[SOURCE EXTRACT]:
######
Scaling Laws for Reward Model Overoptimization

This is really interesting, and answered a number of questions I had about fine-tuning/RLHF. I have a few more questions though (please feel free to ignore ones that are a ton of work/not worth answering in your view):

In the caption to Figure 9 you say "We observe the effect of the KL penalty on the gold score as being equivalent to early stopping." Is this something you quantified? It's a little hard to visually make the comparison between e.g. Figure 9 and Figure 1b. Basically what I'm wondering is: Is a non-penalized model stopped at KL distance d equivalent (on the Gold RM) to a penalized model that converged to the same distance?
Similar to (1), I'd be really interested in seeing the KL distance between an early-stopped model and a KL-penalized model (putting the early stopping threshold at the distance that the penalized model converges to). Are they close to each other (suggesting they've learned something similar, and are different from the pretrained model in the same way)?
How much does RL reduce the entropy of the output? If you made Figure 1 with "output entropy" on the horizontal rather than KL distance would you see something similar?

Anyway, this is super cool stuff and I'm really glad to see this because I feel uneasy at how little we understand what RL/fine-tuning is doing to models relative to how much it seems to matter for performance...

[-]Jacob_Hilton3y20

We are just observing that the gold RM score curves in Figure 9 overlap. In other words, the KL penalty did not affect the relationship between KL and gold RM score in this experiment, meaning that any point on the Pareto frontier could be reached using only early stopping, without the KL penalty. As mentioned though, we've observed this result to be sensitive to hyperparameters, and so we are less confident in it than other results in the paper.
I don't have this data to hand unfortunately.
I don't have this data to hand, but entropy typically falls roughly linearly over the course of training, sometimes slightly faster towards the start, and typically moving around more than KL. So I'd expect the graph to look somewhat similar, but for it to be noisier and for the functional form to not fit as well.

[-]Adam Jermyn3y10

Got it, thanks!

[-]Charlie Steiner3y10

Did you notice any qualitative trends in responses as you optimized harder for the models of the gold RM? Like, anything aside from just "sounding kind of like instruct-GPT"?
######
[Saved data rows]:
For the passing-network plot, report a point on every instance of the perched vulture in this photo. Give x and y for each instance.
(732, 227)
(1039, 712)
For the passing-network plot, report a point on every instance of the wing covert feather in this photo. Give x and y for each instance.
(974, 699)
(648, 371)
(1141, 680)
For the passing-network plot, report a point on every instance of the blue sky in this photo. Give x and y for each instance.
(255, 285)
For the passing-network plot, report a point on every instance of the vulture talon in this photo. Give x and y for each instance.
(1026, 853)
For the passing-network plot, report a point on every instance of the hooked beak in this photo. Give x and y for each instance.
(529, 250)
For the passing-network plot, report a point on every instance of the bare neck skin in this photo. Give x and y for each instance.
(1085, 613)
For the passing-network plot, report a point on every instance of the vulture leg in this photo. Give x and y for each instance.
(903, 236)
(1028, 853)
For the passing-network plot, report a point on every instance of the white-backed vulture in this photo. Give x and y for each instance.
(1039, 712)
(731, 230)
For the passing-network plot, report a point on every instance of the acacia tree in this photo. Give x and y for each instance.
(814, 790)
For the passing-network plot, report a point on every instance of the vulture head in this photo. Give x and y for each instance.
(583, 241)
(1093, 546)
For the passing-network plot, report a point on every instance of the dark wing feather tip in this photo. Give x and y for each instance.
######
[EXERCISE TASKS]:
1: In the forum thread, how does entropy typically change over the course of training?
2: From the forum thread, extract the passage that begins at the words "[-]Jacob_Hilton3y20" and stops after the words "to hand unfortunately.".
3: List every username that appears in the forum thread.

[SOLUTIONS TO EACH TASK]:
1: It typically falls roughly linearly, sometimes slightly faster towards the start.

2:
[-]Jacob_Hilton3y20

We are just observing that the gold RM score curves in Figure 9 overlap. In other words, the KL penalty did not affect the relationship between KL and gold RM score in this experiment, meaning that any point on the Pareto frontier could be reached using only early stopping, without the KL penalty. As mentioned though, we've observed this result to be sensitive to hyperparameters, and so we are less confident in it than other results in the paper.
I don't have this data to hand unfortunately.

3: Jacob_Hilton, Adam Jermyn, Charlie Steiner